▸ **Exercise**
What this exercise requires is a verbatim reproduction of the data below.

————

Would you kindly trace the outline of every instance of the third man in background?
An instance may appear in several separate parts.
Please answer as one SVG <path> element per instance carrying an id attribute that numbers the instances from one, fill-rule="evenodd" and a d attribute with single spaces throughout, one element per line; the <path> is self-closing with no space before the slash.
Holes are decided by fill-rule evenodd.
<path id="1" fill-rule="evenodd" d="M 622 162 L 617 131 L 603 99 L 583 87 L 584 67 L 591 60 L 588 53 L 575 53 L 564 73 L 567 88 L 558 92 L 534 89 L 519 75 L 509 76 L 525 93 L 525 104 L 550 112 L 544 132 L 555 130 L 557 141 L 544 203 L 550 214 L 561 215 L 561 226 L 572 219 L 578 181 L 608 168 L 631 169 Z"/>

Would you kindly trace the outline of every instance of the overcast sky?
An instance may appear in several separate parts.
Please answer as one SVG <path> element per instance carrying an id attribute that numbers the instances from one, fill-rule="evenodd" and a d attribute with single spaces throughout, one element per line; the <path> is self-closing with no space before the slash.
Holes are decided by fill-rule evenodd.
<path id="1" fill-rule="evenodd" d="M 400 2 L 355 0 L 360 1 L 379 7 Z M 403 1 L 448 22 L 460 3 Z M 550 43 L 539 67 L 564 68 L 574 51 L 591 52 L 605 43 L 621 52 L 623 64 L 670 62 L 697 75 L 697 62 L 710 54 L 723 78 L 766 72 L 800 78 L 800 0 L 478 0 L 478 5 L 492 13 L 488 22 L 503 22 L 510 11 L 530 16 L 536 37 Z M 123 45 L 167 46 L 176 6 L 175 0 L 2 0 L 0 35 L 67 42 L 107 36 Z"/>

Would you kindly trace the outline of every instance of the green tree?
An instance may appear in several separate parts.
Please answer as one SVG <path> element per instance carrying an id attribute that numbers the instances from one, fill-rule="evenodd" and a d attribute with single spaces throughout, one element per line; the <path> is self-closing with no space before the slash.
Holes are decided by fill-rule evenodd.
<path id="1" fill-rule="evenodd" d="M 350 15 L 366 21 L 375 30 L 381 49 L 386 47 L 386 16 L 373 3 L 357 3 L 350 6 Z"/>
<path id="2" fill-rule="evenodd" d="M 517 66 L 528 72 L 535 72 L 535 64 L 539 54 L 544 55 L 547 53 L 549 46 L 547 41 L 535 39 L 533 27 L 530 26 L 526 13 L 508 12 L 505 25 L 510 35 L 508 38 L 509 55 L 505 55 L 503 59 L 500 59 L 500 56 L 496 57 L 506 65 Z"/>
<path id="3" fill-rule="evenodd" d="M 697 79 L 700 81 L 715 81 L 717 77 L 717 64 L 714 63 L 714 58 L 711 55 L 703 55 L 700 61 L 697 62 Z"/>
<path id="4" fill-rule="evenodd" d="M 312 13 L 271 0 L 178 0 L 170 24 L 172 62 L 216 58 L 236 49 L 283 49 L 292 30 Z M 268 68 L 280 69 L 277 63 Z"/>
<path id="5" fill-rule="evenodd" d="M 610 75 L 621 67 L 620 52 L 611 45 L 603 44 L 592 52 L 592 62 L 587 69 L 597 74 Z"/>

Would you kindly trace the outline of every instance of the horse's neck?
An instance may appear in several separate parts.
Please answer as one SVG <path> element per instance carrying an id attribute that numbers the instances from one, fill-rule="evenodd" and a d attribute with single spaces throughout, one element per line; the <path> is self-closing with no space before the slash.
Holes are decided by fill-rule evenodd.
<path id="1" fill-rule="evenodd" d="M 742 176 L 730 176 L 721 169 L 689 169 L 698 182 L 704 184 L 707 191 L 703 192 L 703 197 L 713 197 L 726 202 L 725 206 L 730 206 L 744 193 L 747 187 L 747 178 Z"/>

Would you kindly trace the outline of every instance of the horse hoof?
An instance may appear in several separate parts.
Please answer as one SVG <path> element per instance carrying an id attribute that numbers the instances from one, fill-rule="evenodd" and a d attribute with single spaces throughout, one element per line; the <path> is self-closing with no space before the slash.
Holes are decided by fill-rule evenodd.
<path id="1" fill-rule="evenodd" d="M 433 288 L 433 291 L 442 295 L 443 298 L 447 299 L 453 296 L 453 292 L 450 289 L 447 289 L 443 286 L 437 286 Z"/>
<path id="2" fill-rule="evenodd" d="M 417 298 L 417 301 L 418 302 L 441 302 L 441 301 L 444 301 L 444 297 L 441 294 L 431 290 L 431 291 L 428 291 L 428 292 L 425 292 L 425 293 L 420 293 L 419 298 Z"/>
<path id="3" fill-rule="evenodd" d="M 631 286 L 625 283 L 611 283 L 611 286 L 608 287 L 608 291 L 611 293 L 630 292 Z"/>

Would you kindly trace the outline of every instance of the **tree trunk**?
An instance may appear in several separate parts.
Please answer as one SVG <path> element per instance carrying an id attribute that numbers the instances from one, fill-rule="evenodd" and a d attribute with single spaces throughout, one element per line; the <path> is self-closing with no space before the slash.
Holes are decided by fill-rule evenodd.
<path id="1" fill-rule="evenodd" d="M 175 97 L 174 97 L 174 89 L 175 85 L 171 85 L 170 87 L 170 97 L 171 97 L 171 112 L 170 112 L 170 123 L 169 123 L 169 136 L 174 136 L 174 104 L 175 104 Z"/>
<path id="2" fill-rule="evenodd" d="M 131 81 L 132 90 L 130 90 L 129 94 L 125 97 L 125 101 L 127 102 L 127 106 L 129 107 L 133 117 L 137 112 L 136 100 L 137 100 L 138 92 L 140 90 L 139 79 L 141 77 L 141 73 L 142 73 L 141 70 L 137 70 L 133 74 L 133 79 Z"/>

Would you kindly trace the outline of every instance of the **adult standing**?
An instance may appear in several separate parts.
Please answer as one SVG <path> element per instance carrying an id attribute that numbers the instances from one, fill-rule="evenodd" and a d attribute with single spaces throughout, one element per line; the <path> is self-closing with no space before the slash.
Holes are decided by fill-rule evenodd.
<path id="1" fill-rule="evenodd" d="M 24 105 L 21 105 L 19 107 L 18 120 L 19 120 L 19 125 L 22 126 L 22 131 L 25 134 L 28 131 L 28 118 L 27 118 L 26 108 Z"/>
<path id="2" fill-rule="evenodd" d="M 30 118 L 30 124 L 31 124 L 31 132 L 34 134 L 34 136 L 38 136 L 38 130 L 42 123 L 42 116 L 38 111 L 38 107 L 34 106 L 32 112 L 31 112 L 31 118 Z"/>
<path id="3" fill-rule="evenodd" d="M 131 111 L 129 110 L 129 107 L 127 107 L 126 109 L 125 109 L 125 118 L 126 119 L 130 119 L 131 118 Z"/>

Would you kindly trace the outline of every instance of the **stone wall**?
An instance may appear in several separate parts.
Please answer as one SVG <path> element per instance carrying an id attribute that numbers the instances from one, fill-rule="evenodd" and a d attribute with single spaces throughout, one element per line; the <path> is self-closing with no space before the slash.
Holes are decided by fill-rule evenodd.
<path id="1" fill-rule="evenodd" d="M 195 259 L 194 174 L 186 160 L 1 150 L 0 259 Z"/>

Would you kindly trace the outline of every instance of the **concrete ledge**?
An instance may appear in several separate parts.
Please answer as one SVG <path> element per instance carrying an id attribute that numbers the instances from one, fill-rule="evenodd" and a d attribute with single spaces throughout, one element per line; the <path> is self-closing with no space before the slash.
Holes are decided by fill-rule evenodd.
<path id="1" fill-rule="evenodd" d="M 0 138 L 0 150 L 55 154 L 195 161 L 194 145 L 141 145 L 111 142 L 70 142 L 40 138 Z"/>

————

▸ **Expected output**
Would you kindly trace the outline of every instance of the third man in background?
An instance may appear in several separate parts.
Please answer as one SVG <path> element per instance carrying an id attribute that numbers the instances from one, fill-rule="evenodd" and a d attribute with single spaces throughout, one element per line; the <path> is self-closing with no space before the slash.
Holes are decided by fill-rule evenodd.
<path id="1" fill-rule="evenodd" d="M 622 162 L 617 131 L 603 99 L 583 87 L 584 67 L 591 60 L 588 53 L 575 53 L 564 73 L 567 88 L 558 92 L 534 89 L 519 75 L 509 76 L 525 93 L 525 104 L 550 112 L 544 132 L 555 130 L 557 141 L 544 203 L 550 214 L 561 215 L 561 226 L 572 219 L 578 181 L 608 168 L 631 169 Z"/>

Would you kindly trace the outline of every instance of the overcast sky?
An instance may appear in several separate parts.
Please answer as one SVG <path> element per instance carrying an id attribute that numbers the instances from one, fill-rule="evenodd" and a d attribute with single spaces throughout, one element per line; the <path> is self-closing with no space before the slash.
Holes are decided by fill-rule evenodd.
<path id="1" fill-rule="evenodd" d="M 400 2 L 355 0 L 360 1 L 379 7 Z M 403 1 L 448 22 L 460 3 Z M 550 43 L 539 67 L 564 68 L 574 51 L 591 52 L 605 43 L 621 52 L 623 64 L 670 62 L 697 75 L 697 62 L 710 54 L 723 78 L 766 72 L 800 78 L 800 0 L 478 0 L 478 5 L 492 13 L 488 22 L 503 22 L 510 11 L 530 16 L 536 37 Z M 123 45 L 167 46 L 176 6 L 175 0 L 2 0 L 0 35 L 67 42 L 107 36 Z"/>

Would you kindly trace the outline of every instance of the green tree?
An instance may appear in several separate parts.
Please answer as one SVG <path> element per instance carrying an id attribute that numbers the instances from one, fill-rule="evenodd" and a d attribute with single spaces throughout, one element per line; the <path> is self-closing with no space before the slash.
Holes are decided by fill-rule evenodd.
<path id="1" fill-rule="evenodd" d="M 350 15 L 366 21 L 375 30 L 381 49 L 386 47 L 386 16 L 373 3 L 357 3 L 350 6 Z"/>
<path id="2" fill-rule="evenodd" d="M 517 66 L 528 72 L 535 72 L 535 64 L 539 54 L 544 55 L 547 53 L 549 46 L 547 41 L 535 39 L 533 27 L 530 26 L 526 13 L 508 12 L 505 25 L 510 35 L 508 38 L 509 55 L 505 55 L 503 59 L 500 59 L 500 56 L 496 57 L 506 65 Z"/>
<path id="3" fill-rule="evenodd" d="M 697 79 L 700 81 L 715 81 L 717 77 L 717 64 L 714 63 L 714 58 L 711 55 L 703 55 L 700 61 L 697 62 Z"/>
<path id="4" fill-rule="evenodd" d="M 312 13 L 271 0 L 178 0 L 170 24 L 172 62 L 216 58 L 236 49 L 283 49 L 292 30 Z M 268 68 L 280 69 L 277 63 Z"/>
<path id="5" fill-rule="evenodd" d="M 610 75 L 621 67 L 620 52 L 611 45 L 603 44 L 592 52 L 592 62 L 587 69 L 597 74 Z"/>

Would you kindly trace the outline of every instance of the horse's neck?
An instance may appear in several separate parts.
Please answer as one SVG <path> element per instance carrying an id attribute that numbers the instances from one, fill-rule="evenodd" and a d attribute with single spaces throughout, one element per line; the <path> is self-closing with no space before the slash.
Holes are decided by fill-rule evenodd.
<path id="1" fill-rule="evenodd" d="M 742 176 L 730 176 L 721 169 L 689 169 L 698 182 L 704 184 L 707 191 L 703 192 L 703 197 L 713 197 L 726 202 L 725 206 L 730 206 L 744 193 L 747 187 L 747 178 Z"/>

Would you kindly trace the outline of every instance of the horse hoof?
An instance may appear in several separate parts.
Please answer as one SVG <path> element per instance carrying an id attribute that numbers the instances from one, fill-rule="evenodd" and a d attribute with single spaces throughout, one element per line; the <path> is self-closing with no space before the slash.
Holes are decided by fill-rule evenodd.
<path id="1" fill-rule="evenodd" d="M 433 288 L 433 291 L 442 295 L 443 298 L 447 299 L 453 296 L 453 292 L 450 289 L 447 289 L 443 286 L 437 286 Z"/>
<path id="2" fill-rule="evenodd" d="M 417 298 L 417 301 L 418 302 L 441 302 L 441 301 L 444 301 L 444 297 L 441 294 L 431 290 L 431 291 L 428 291 L 428 292 L 425 292 L 425 293 L 420 293 L 419 298 Z"/>
<path id="3" fill-rule="evenodd" d="M 631 286 L 625 283 L 611 283 L 611 286 L 608 287 L 608 291 L 611 293 L 630 292 Z"/>

Would you kindly trace the outline of every instance of the **tree trunk**?
An instance may appear in several separate parts.
Please answer as one SVG <path> element per instance carrying an id attribute that numbers the instances from one, fill-rule="evenodd" and a d attribute with single spaces throughout, one element per line; the <path> is self-closing with no space before the slash.
Holes are decided by fill-rule evenodd.
<path id="1" fill-rule="evenodd" d="M 175 97 L 174 97 L 174 89 L 175 85 L 171 85 L 170 87 L 170 97 L 171 97 L 171 112 L 170 112 L 170 123 L 169 123 L 169 136 L 174 136 L 174 104 L 175 104 Z"/>
<path id="2" fill-rule="evenodd" d="M 131 81 L 132 90 L 130 90 L 129 94 L 125 97 L 125 101 L 127 102 L 127 106 L 129 107 L 133 117 L 137 112 L 136 100 L 137 100 L 138 92 L 140 90 L 139 79 L 141 77 L 141 73 L 142 73 L 141 70 L 137 70 L 133 74 L 133 79 Z"/>

Would you kindly trace the outline of every instance of the **adult standing**?
An instance may appear in several separate parts.
Please answer as one SVG <path> element per instance carrying an id attribute that numbers the instances from one, fill-rule="evenodd" and a d attribute with single spaces throughout, one element per line; the <path> is self-closing with no space before the slash.
Holes are decided by fill-rule evenodd.
<path id="1" fill-rule="evenodd" d="M 24 105 L 21 105 L 19 107 L 18 120 L 19 120 L 19 125 L 22 126 L 22 131 L 25 134 L 28 131 L 28 118 L 27 118 L 26 108 Z"/>
<path id="2" fill-rule="evenodd" d="M 30 118 L 30 124 L 31 124 L 31 132 L 34 134 L 34 136 L 38 136 L 38 130 L 42 123 L 42 116 L 38 111 L 38 107 L 34 106 L 32 112 L 31 112 L 31 118 Z"/>
<path id="3" fill-rule="evenodd" d="M 131 111 L 129 110 L 129 107 L 127 107 L 126 109 L 125 109 L 125 118 L 126 119 L 130 119 L 131 118 Z"/>

Would you kindly trace the outline of every instance of the **stone wall**?
An instance may appear in several separate parts.
Please answer as one SVG <path> element per instance carrying an id attribute that numbers the instances from one, fill-rule="evenodd" and a d attribute with single spaces throughout, one element per line; the <path> is self-closing with no space before the slash.
Holes are decided by fill-rule evenodd.
<path id="1" fill-rule="evenodd" d="M 195 259 L 194 174 L 186 160 L 1 150 L 0 259 Z"/>

Would you kindly trace the outline of every instance of the **concrete ledge**?
An instance may appear in several separate parts.
Please answer as one SVG <path> element per instance carrying an id attribute that numbers the instances from one, fill-rule="evenodd" and a d attribute with single spaces throughout, one element per line; the <path> is self-closing with no space before the slash.
Holes are decided by fill-rule evenodd.
<path id="1" fill-rule="evenodd" d="M 0 138 L 0 150 L 55 154 L 195 161 L 194 145 L 141 145 L 111 142 L 70 142 L 40 138 Z"/>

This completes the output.